-- TASK DESCRIPTION --
Copy out the records below exactly as they appear.

-- STUDY MATERIAL --

= = = =

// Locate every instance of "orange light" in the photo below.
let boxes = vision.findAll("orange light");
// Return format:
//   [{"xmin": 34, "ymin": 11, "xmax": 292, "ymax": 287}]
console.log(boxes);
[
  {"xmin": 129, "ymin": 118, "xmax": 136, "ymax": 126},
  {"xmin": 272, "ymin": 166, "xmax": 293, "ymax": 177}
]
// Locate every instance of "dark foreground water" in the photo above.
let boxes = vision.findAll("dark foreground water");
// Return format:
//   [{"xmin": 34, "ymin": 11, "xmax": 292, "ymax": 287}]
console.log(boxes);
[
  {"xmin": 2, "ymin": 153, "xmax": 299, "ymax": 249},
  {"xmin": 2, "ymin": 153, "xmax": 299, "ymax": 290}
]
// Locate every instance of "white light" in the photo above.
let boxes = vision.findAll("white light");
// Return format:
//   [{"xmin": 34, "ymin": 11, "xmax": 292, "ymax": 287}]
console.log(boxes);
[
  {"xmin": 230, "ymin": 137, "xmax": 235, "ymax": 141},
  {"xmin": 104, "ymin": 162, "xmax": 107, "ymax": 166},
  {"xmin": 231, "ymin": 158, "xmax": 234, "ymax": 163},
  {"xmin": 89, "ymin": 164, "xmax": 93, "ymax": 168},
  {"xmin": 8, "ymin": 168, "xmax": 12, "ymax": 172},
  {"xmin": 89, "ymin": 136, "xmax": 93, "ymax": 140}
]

= = = =

-- ANSWER TO THIS EXERCISE --
// Locate every instance of "orange light" in the photo below.
let boxes = vision.findAll("orange light");
// Return format:
//   [{"xmin": 34, "ymin": 11, "xmax": 292, "ymax": 287}]
console.log(boxes);
[
  {"xmin": 129, "ymin": 118, "xmax": 136, "ymax": 126},
  {"xmin": 272, "ymin": 166, "xmax": 293, "ymax": 177}
]
// Locate every instance of "dark foreground water" in the photo above.
let boxes = vision.findAll("dark foreground water");
// Return format:
//   [{"xmin": 34, "ymin": 11, "xmax": 292, "ymax": 287}]
console.log(boxes);
[
  {"xmin": 2, "ymin": 153, "xmax": 299, "ymax": 249},
  {"xmin": 2, "ymin": 153, "xmax": 299, "ymax": 290}
]
// Locate every instance of "white light" in the photo above.
let boxes = vision.findAll("white light");
// Return format:
//   [{"xmin": 34, "ymin": 11, "xmax": 292, "ymax": 287}]
console.log(boxes);
[
  {"xmin": 230, "ymin": 137, "xmax": 235, "ymax": 141},
  {"xmin": 104, "ymin": 162, "xmax": 107, "ymax": 166},
  {"xmin": 231, "ymin": 158, "xmax": 234, "ymax": 163},
  {"xmin": 89, "ymin": 164, "xmax": 93, "ymax": 168},
  {"xmin": 8, "ymin": 168, "xmax": 12, "ymax": 172},
  {"xmin": 89, "ymin": 136, "xmax": 93, "ymax": 140}
]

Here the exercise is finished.